Tasks =
A. Transcribe the passage about Ukrainian servicewomen below from "There are women" to "Khmelnytsky III Degree.".
B. Pick up the passage about Ukrainian servicewomen below where it stops, and continue writing it.

Passage for review =
____

There are women among the killed. On July 2, 2019, military medic Iryna Shevchenko, who was evacuating the wounded, was killed near the village of Vodiane. On April 2, 2019, machine gunner Yana Chervona died when an enemy missile hit her dugout. She was posthumously awarded the Order of Bohdan Khmelnytsky III Degree.

Iryna Shevchenko. Photo from her Facebook page

Yana Chervona. Photo from her Facebook page


The Invisible Battalion project was launched in the summer of 2015, a year later after the armed conflict started. It was an attempt of servicewomen to outline the problems they face in their service and to find solutions. The Invisible Battalion advocacy campaign included sociological research[23], a photo series for exhibitions, and working with stakeholders. The research found that women face legal obstacles in their service and have no special conditions of service, so the need for full gender equality in the security sector and breaking the “glass ceiling” became a matter of public debate.


Invisible Battalion proto project

The Law of Ukraine “On the Status of War Veterans, Guarantees of their Social Protection” contains a long list of benefits for ATO / JFO participants. However, the appropriate status is required to access these benefits, which women who were not formally registered were unable to obtain. Women who were actually in command and combat positions but were registered in service positions faced similar difficulties.

____

Data =
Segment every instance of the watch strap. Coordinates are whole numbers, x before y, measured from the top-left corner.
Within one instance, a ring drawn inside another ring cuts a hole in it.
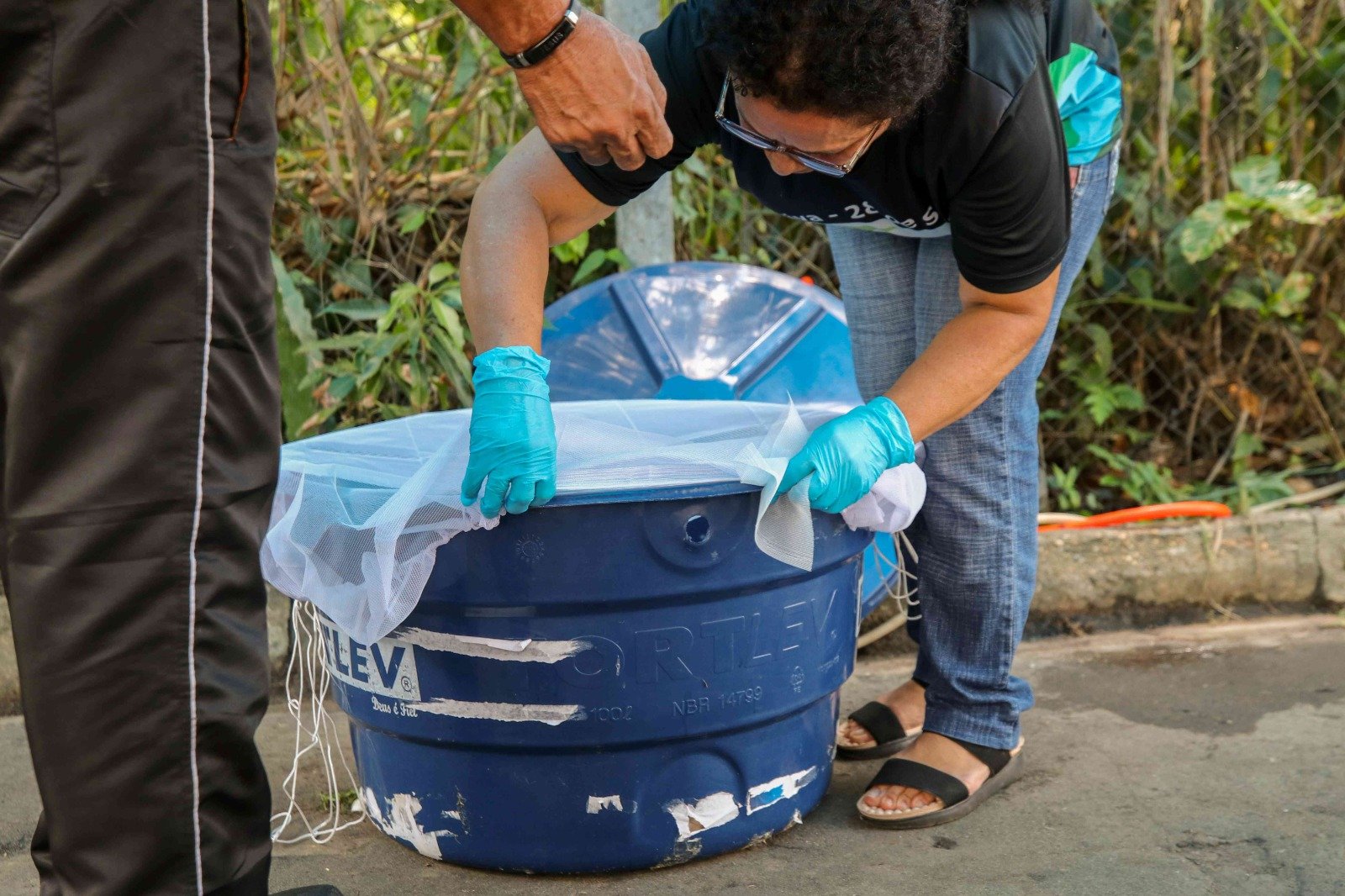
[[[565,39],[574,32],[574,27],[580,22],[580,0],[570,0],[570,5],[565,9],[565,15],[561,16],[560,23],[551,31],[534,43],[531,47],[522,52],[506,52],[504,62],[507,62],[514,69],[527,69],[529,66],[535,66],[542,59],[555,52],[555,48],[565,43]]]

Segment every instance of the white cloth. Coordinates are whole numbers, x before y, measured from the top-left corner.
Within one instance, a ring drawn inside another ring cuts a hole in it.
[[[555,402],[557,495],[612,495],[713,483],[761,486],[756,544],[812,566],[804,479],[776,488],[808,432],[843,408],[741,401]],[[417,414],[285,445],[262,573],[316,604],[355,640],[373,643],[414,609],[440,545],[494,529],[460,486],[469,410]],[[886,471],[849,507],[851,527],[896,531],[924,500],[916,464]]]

____

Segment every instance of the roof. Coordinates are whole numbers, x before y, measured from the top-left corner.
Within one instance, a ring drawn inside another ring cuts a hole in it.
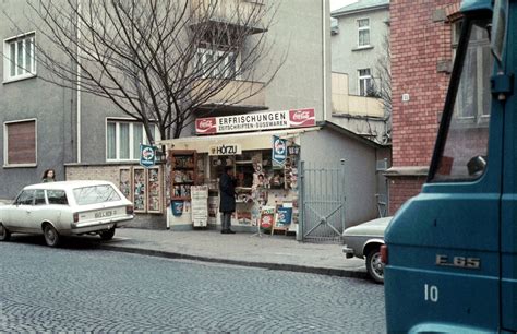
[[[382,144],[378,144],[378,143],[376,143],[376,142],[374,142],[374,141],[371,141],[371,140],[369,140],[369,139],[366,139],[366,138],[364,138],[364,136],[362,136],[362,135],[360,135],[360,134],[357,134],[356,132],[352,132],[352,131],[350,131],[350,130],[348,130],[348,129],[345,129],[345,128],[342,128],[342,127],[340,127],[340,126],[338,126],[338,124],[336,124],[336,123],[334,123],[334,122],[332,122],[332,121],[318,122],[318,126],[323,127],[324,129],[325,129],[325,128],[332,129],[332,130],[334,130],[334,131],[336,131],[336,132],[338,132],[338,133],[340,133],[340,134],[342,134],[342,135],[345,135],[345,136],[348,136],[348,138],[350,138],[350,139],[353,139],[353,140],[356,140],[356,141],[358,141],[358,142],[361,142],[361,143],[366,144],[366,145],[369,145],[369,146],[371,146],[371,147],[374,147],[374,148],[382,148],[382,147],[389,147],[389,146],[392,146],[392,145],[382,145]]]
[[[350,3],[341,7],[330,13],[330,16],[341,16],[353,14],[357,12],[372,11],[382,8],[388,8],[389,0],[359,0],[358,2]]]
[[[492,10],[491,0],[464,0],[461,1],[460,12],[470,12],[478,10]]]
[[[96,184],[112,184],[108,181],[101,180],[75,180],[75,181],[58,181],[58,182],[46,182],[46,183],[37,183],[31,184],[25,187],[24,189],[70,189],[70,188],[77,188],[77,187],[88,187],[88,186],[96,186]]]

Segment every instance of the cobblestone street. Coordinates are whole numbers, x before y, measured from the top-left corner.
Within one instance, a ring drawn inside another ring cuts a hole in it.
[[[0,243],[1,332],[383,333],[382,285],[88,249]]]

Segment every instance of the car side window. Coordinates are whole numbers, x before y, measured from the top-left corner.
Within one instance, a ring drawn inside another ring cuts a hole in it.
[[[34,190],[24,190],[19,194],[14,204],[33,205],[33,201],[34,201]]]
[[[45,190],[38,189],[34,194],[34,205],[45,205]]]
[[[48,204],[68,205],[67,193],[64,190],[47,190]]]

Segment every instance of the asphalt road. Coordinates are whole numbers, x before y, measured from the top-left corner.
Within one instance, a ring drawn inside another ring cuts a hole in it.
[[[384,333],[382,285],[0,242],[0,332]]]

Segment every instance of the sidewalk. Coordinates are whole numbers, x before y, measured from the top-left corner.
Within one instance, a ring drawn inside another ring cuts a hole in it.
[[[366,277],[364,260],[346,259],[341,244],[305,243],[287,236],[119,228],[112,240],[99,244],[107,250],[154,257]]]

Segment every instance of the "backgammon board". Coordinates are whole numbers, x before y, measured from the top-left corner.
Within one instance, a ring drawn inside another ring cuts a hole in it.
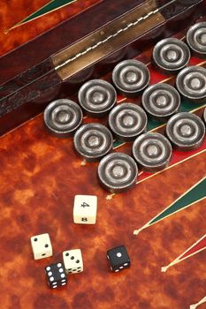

____

Numbered answers =
A.
There are women among the killed. On July 2, 2019, military medic Iryna Shevchenko, who was evacuating the wounded, was killed near the village of Vodiane. On April 2, 2019, machine gunner Yana Chervona died when an enemy missile hit her dugout. She was posthumously awarded the Order of Bohdan Khmelnytsky III Degree.

B.
Legal invisibility led to infrastructural invisibility, which resulted in a lack of uniforms, shoes, gynaecological care, hygiene supplies, etc. Only in 2017 did the Ministry of Defence of Ukraine take care of underwear for female military personnel, but the design proved to be of extremely poor quality and not designed for intense physical activities[24]. Formalising volunteer battalions helped more servicewomen than before to enlist, but changes in the logistical paradigm did not keep pace with the number of women who wanted to serve in the army.


The Invisible Battalion is an example of a grassroots movement that managed to establish cooperation with the authorities and reach vitally important political results in just a few years, which is a relatively short period of time. This was achieved thanks to Maria Berlinska, an aerial reconnaissance drone operator and activist, and the Ukrainian Women’s Fund and UN Women Ukraine.

Maria Berlinska on the left

On June 3, 2016, the Ministry of Defence of Ukraine amended the temporary list of staff positions for privates, sergeants, and petty officers, approved by Order of the Ministry of Defence of Ukraine № 337 of May 27, 2014. The list of combat positions for female enlisted service members was expanded significantl, by over 100 jobs.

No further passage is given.